Problem requirements: Reproduce the closing part of the entries exactly: the line with "Annotate every instance of the chain" and all lines after it, ending with the last line, and nothing else.

Input data:
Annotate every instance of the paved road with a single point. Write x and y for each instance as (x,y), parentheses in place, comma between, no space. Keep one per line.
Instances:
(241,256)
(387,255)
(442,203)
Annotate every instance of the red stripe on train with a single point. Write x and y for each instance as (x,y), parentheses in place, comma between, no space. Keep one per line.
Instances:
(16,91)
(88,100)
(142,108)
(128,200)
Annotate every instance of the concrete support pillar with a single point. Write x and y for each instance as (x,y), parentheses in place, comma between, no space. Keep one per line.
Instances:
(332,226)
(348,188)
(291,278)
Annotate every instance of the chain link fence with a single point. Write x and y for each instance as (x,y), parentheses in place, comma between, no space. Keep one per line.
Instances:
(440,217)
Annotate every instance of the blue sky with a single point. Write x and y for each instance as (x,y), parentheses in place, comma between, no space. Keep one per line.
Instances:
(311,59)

Problem solution:
Annotate every instance of the chain link fence with a single point. Write x and y for each instance as (x,y), parentheses in place, comma between, no space. Keep one per line.
Instances:
(440,217)
Annotate every instance of the blue sky with a single point. Write x and y for each instance as (x,y), parentheses in place, comma between, no space. Keep one per line.
Instances:
(311,59)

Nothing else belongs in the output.